DOCUMENT TEXT:
##############################
Increases in deaths from opioid drugs such as OxyContin may be linked to the volume of coverage such deaths receive in the news, according to a study from Children's Hospital Boston and the University of North Carolina (UNC), Chapel Hill. The study compared patterns of opioid deaths and patterns of news coverage between 1999 and 2005, during which time mortality rates from opioid abuse doubled. It found that spikes in media coverage often preceded an increase in deaths, suggesting that media coverage -- even when negative -- may have influenced opioid abuse.
Previous research indicates that in more than 16 states, there are more drug overdose deaths than deaths from firearms or motor vehicle accidents, and the bulk of these overdoses are from prescription opioids. "The question we had is whether the news media is providing perspective on what's happening, or whether the media is inadvertently fueling the problem by advertising the issue," says senior investigator John Brownstein, Ph.D., of the Children's Hospital Informatics Program (CHIP) and Children's Division of Emergency Medicine.
The paper, "Breaking the News or Fueling the Epidemic? Temporal association between news media report volume and opioid-related mortality," is published in PLoS One on November 18.
This is the first time research has quantitatively sought to assess the relationship between opioid abuse and the national news, according to Brownstein, although anecdotal information about a link between news reports and drug use date back to the 1950s, when amphetamine abuse was a common news topic.
Brownstein, Nabarun Dasgupta, MPH, of UNC and Kenneth Mandl, MD, MPH, of CHIP and Children's Division of Emergency Medicine consulted death records from the National Center for Health Statistics from 1999 to 2005, the most recently available timeframe when causes of death from opioid abuse were recorded under consistent guidelines. The team compared these data to a Google News search of articles appearing during the same period that contained the names of opioids such as codeine, oxycodone and fentanyl. Articles mentioned opioids within a variety of different contexts, ranging from celebrity scandals to federal government hearings.
##############################
TASK:
Reproduce word for word the part of the article on opioid deaths and news coverage that begins at "This is the" and stops after "common news topic.".

Stored records
##############################
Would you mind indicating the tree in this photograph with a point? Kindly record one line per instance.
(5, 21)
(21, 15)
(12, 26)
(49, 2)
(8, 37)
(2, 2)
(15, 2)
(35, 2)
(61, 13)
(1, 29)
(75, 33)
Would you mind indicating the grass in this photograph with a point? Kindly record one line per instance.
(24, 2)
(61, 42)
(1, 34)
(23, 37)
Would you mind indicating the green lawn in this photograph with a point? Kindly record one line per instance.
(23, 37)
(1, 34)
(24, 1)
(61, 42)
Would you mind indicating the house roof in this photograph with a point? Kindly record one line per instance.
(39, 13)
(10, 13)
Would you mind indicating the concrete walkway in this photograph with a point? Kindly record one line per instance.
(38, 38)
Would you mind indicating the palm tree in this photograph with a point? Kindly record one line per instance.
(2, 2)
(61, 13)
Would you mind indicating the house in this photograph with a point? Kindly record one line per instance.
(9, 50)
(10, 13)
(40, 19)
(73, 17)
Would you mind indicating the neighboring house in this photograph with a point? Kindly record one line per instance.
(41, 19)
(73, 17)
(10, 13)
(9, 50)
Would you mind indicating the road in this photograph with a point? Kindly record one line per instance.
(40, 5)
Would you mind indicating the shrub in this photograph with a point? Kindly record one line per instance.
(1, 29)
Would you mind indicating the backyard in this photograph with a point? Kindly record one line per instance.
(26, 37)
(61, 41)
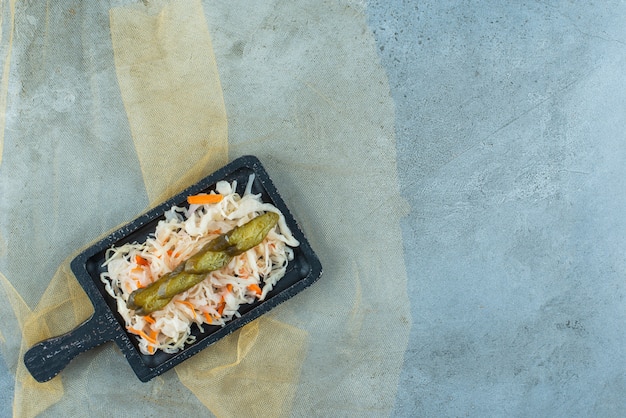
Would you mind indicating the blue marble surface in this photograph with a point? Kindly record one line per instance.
(510, 145)
(511, 148)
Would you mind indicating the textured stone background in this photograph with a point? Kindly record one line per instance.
(511, 150)
(512, 154)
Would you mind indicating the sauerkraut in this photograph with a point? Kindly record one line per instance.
(214, 301)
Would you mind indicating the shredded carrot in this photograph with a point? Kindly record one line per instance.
(189, 305)
(141, 261)
(255, 288)
(204, 199)
(142, 334)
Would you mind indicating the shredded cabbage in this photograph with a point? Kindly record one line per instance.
(217, 299)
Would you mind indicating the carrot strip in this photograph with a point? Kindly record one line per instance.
(255, 288)
(142, 334)
(141, 261)
(204, 199)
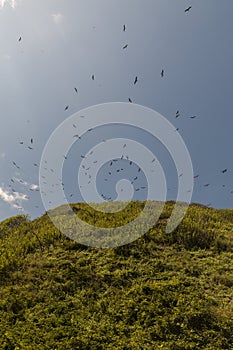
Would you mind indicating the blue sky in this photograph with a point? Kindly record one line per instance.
(65, 42)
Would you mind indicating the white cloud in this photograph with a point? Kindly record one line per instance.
(12, 3)
(14, 199)
(57, 18)
(32, 187)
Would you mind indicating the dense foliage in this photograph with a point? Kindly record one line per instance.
(163, 291)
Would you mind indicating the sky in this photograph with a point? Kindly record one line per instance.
(48, 48)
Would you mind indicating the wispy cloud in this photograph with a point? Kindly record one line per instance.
(14, 199)
(12, 3)
(32, 187)
(57, 18)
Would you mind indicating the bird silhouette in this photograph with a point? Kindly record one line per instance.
(16, 165)
(188, 9)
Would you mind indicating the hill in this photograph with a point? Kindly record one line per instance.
(163, 291)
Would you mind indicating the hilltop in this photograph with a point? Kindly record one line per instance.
(162, 291)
##############################
RESPONSE AREA:
This is the first time research has quantitatively sought to assess the relationship between opioid abuse and the national news, according to Brownstein, although anecdotal information about a link between news reports and drug use date back to the 1950s, when amphetamine abuse was a common news topic.